The New Jersey Supreme Court sided on Monday with a Catholic elementary school that fired an unmarried art teacher who was pregnant, ending a long legal battle that had drawn national attention at a time of fierce debate over religious freedom and the separation of church and state.

The school, St. Theresa’s in Kenilworth, N.J., fired the teacher, Victoria Crisitello, in 2014, saying she had violated the school’s code of ethics by having premarital sex, according to court documents.

Ms. Crisitello sued, citing the state’s Law Against Discrimination, which prohibits employment discrimination based on pregnancy and marital status. The lawsuit was passed back and forth between state trial and appellate courts for years before the state Supreme Court agreed to hear the case.

In its decision on Monday, the court found that the firing was protected under a religious exception to the anti-discrimination law. The law allows St. Theresa’s, as a religious employer, to require its employees to abide by the rules of the Catholic Church, the court said.

A lawyer representing the school, Peter G. Verniero, applauded the decision, which he said “upheld the rights of religious employers to act consistent with their religious tenets.”

Ms. Crisitello’s lawyer, Thomas A. McKinney, said he was disappointed and noted that the decision would affect not only religious schools, but “all different types of religious entities that employ people,” including hospitals.

“If a woman is pregnant and unmarried and working at a Catholic hospital, she can be terminated,” he said. “Our biggest issue always with this case was that you have a policy that’s only being implemented against unmarried pregnant women.”

St. Theresa’s School first hired Ms. Crisitello, a former student, as a part-time toddler caregiver in 2011, according to court documents. Ms. Crisitello signed an agreement at the time that required employees to abide by the teachings of the Catholic Church.

In 2014, the school principal offered her a full-time job as an art teacher, court records show. Ms. Crisitello said she was interested, but requested a raise and explained that she was pregnant.

She did not expect the school to take issue with her pregnancy, Mr. McKinney said. But a few weeks later, the school fired Ms. Crisitello, who was engaged to be married, for violating the terms of her employment agreement by having premarital sex, according to court records.

Ms. Crisitello, who wore an engagement ring but did not talk about her marital status at work, was shocked and “devastated” when she was terminated from a job she enjoyed, Mr. McKinney said.

• [PROVIDED RECORDS]
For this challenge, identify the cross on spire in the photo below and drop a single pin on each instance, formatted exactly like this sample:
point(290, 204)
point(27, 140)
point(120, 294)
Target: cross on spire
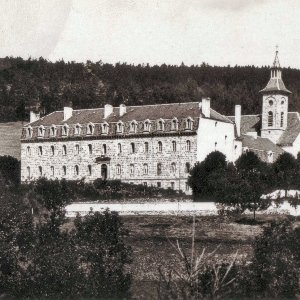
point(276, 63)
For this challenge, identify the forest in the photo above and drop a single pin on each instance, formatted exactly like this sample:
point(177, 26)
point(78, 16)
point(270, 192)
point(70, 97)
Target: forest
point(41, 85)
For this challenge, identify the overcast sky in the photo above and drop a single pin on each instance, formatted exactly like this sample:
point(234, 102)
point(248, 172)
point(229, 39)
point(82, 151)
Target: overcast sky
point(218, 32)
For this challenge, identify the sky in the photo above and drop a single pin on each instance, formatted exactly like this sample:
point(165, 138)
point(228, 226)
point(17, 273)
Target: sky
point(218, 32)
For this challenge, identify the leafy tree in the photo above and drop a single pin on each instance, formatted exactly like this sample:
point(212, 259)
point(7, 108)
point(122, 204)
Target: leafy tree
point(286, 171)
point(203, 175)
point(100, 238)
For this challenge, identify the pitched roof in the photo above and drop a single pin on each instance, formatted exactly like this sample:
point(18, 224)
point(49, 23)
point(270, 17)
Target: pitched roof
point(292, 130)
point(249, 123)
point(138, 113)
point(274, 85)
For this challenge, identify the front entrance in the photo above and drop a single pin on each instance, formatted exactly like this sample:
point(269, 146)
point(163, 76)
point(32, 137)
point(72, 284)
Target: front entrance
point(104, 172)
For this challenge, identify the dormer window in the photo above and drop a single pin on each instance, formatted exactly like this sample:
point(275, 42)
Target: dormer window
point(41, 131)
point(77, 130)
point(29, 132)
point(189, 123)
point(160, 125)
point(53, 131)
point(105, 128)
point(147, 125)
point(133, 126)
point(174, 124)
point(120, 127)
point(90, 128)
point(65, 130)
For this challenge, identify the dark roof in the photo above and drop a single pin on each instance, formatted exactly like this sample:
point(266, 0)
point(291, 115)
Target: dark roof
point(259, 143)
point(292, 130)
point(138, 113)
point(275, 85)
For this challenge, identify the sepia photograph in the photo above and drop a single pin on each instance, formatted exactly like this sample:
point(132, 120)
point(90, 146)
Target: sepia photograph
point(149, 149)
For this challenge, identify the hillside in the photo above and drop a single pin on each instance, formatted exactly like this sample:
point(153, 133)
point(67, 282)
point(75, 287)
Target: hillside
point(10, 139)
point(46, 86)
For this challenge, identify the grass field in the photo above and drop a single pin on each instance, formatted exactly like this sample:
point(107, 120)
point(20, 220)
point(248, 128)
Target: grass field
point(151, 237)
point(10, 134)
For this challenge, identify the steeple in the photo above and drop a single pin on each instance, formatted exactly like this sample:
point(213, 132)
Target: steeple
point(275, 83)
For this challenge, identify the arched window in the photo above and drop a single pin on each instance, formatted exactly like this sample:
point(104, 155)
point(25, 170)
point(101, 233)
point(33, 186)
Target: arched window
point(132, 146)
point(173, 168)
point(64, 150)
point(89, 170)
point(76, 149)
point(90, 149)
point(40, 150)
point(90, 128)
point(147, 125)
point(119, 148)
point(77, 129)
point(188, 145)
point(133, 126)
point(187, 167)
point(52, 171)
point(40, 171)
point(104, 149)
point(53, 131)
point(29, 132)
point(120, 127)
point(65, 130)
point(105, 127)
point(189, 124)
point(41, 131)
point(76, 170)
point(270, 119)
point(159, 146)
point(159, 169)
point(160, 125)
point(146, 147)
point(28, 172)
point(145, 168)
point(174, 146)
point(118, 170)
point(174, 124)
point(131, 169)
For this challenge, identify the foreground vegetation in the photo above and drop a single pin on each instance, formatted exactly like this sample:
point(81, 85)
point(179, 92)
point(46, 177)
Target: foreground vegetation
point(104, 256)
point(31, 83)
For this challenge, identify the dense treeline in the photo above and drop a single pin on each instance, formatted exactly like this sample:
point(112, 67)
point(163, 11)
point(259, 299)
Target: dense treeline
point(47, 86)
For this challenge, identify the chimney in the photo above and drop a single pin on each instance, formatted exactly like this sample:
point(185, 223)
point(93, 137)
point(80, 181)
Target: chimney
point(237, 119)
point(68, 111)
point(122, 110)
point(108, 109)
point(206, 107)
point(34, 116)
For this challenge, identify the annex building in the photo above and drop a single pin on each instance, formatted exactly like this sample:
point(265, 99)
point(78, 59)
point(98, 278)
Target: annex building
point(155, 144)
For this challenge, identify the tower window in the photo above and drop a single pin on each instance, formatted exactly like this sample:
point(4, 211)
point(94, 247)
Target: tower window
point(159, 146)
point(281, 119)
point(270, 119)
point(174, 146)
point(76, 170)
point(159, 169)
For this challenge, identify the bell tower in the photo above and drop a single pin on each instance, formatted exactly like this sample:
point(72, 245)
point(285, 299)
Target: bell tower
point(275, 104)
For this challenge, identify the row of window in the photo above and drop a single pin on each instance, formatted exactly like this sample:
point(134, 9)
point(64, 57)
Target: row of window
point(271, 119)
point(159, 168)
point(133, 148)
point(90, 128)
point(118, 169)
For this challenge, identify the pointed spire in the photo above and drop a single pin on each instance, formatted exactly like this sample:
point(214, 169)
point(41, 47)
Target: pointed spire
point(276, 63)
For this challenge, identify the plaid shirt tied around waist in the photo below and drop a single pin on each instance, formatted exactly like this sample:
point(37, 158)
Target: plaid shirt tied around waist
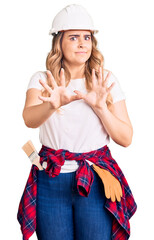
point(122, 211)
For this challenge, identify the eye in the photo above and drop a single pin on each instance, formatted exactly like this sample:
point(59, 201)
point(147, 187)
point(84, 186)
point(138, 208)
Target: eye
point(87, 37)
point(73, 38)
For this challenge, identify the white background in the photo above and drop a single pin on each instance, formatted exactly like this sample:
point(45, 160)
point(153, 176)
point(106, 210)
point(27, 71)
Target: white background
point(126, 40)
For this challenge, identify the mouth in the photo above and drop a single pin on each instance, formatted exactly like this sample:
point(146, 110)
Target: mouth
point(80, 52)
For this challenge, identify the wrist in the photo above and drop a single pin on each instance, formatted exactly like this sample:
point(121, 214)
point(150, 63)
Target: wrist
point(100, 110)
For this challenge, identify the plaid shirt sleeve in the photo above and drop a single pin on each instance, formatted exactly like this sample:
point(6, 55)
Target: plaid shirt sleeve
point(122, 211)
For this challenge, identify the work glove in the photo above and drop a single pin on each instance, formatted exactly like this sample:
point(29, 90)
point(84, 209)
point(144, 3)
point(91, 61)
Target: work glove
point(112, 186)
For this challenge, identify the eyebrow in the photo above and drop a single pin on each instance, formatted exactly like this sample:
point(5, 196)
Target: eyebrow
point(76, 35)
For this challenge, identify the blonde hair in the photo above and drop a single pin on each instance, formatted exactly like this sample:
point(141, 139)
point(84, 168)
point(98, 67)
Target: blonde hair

• [ASSIGNMENT] Can you resume the article on the New Jersey Supreme Court ruling about the fired Catholic school teacher, picking up after its last sentence? The rows are separate material, not part of the article on the teacher's firing.

• [RESULT]
The decision on Monday comes after several U.S. Supreme Court decisions in favor of religious rights, including a 2020 decision that ruled that federal employment discrimination laws do not apply to lay teachers at church-run schools.

Katherine Franke, a Columbia Law School professor who specializes in religious liberty law and nondiscrimination law, said the decision was unsurprising because New Jersey’s anti-discrimination law grants unusually broad exceptions to religious employers, compared with federal law and laws in other states.

Still, Ms. Franke said, the ruling is significant and could inspire New Jersey lawmakers to narrow the law.

“We’re in a period where religious organizations are trying to push the boundaries of what it means for them to be exempt from laws that apply to all the rest of us,” she said. She added that some employers that are “not traditionally understood as religious entities” might view the decision as a “green light” to discriminate against L.G.B.T.Q. employees and those in interfaith marriages as well as those are who are pregnant out of wedlock.

Alexander Shalom, director of Supreme Court advocacy at the American Civil Liberties Union of New Jersey, called the ruling disappointing.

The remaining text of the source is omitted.